» AUFGABE A
Kopiere aus dem Text über den Lebensmittelhandel den Abschnitt, der mit den Worten „Thesen der Studie“ beginnt und nach den Worten „Laden betreten werden.“ endet.
» AUFGABE B
Gib die Datensätze von der Zeile, die „for the blue“ enthält, bis zum Ende der Datensätze erneut wieder und ersetze dabei „palm tree“ durch „coconut palm“, ohne sonst etwas zu ändern.

» TEXT
++++

Von der Vorratskammer zum Marktplatz

Montag, 01. Oktober 2018

Thesen der Studie

  • In wenigen Jahren werden die Digitalisierung und die damit verbundenen Entwicklungen auch in der Lebensmittelbranche eine Selbstverständlichkeit sein und hyperpersonalisierte Angebote ermöglichen. Wer aber nur die technologischen Innovationen im Blick hat, läuft Gefahr, die Gesamtstrategie aus den Augen zu verlieren.
  • Das Upgrading im Lebensmittelhandel wird sich in Zukunft weiter fortsetzen: Discounter wandeln sich zu Supermärkten, Supermärkte zu hybriden Gastro-Retail-Erlebnisorten. Der harte Preiskampf verlagert sich immer mehr ins Internet. Reine Versorgungseinkäufe finden künftig häufig (teil-)automatisiert über digitale Assistenten statt – dafür muss nicht mehr unbedingt ein Laden betreten werden.

++++

(Auszüge aus Daten zu Begrenzungsrahmen)
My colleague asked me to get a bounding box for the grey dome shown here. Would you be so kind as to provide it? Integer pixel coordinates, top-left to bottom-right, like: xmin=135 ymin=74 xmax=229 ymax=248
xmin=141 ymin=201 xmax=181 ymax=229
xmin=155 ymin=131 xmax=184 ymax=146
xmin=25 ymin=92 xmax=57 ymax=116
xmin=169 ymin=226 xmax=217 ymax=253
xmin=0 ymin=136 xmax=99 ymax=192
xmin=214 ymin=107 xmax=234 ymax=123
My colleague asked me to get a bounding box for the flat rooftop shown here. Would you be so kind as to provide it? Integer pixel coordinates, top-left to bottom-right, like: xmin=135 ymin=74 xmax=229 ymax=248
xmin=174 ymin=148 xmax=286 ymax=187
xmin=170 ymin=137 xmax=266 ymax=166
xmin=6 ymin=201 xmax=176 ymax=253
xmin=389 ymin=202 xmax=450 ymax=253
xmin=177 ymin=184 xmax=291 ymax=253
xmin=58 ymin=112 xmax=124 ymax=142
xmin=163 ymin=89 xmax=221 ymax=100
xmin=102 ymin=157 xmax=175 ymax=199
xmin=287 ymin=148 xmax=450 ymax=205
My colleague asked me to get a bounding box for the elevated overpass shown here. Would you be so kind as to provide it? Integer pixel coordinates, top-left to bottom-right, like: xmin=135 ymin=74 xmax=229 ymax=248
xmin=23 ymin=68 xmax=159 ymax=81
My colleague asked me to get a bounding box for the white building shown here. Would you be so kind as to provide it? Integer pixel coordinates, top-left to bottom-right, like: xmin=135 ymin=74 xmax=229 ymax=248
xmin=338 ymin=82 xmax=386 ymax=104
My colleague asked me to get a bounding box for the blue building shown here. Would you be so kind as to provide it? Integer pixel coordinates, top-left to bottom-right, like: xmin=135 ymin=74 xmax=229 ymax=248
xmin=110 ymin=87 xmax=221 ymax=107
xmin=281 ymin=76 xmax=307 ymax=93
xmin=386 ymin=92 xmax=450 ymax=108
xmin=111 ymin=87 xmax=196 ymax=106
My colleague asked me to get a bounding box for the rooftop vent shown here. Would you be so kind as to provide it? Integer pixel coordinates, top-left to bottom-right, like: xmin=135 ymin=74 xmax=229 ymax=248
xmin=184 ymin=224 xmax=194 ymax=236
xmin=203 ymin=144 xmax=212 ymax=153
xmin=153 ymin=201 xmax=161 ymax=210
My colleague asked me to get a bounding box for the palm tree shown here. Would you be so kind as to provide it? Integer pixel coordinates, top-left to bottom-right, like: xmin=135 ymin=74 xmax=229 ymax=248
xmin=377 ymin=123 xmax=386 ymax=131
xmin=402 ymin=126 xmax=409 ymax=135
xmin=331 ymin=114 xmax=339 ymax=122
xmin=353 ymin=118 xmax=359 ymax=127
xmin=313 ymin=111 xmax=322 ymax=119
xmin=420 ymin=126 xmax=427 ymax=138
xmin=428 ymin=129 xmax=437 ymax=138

++++

» LÖSUNG A
Thesen der Studie

  • In wenigen Jahren werden die Digitalisierung und die damit verbundenen Entwicklungen auch in der Lebensmittelbranche eine Selbstverständlichkeit sein und hyperpersonalisierte Angebote ermöglichen. Wer aber nur die technologischen Innovationen im Blick hat, läuft Gefahr, die Gesamtstrategie aus den Augen zu verlieren.
  • Das Upgrading im Lebensmittelhandel wird sich in Zukunft weiter fortsetzen: Discounter wandeln sich zu Supermärkten, Supermärkte zu hybriden Gastro-Retail-Erlebnisorten. Der harte Preiskampf verlagert sich immer mehr ins Internet. Reine Versorgungseinkäufe finden künftig häufig (teil-)automatisiert über digitale Assistenten statt – dafür muss nicht mehr unbedingt ein Laden betreten werden.

» LÖSUNG B
My colleague asked me to get a bounding box for the blue building shown here. Would you be so kind as to provide it? Integer pixel coordinates, top-left to bottom-right, like: xmin=135 ymin=74 xmax=229 ymax=248
xmin=110 ymin=87 xmax=221 ymax=107
xmin=281 ymin=76 xmax=307 ymax=93
xmin=386 ymin=92 xmax=450 ymax=108
xmin=111 ymin=87 xmax=196 ymax=106
My colleague asked me to get a bounding box for the rooftop vent shown here. Would you be so kind as to provide it? Integer pixel coordinates, top-left to bottom-right, like: xmin=135 ymin=74 xmax=229 ymax=248
xmin=184 ymin=224 xmax=194 ymax=236
xmin=203 ymin=144 xmax=212 ymax=153
xmin=153 ymin=201 xmax=161 ymax=210
My colleague asked me to get a bounding box for the coconut palm shown here. Would you be so kind as to provide it? Integer pixel coordinates, top-left to bottom-right, like: xmin=135 ymin=74 xmax=229 ymax=248
xmin=377 ymin=123 xmax=386 ymax=131
xmin=402 ymin=126 xmax=409 ymax=135
xmin=331 ymin=114 xmax=339 ymax=122
xmin=353 ymin=118 xmax=359 ymax=127
xmin=313 ymin=111 xmax=322 ymax=119
xmin=420 ymin=126 xmax=427 ymax=138
xmin=428 ymin=129 xmax=437 ymax=138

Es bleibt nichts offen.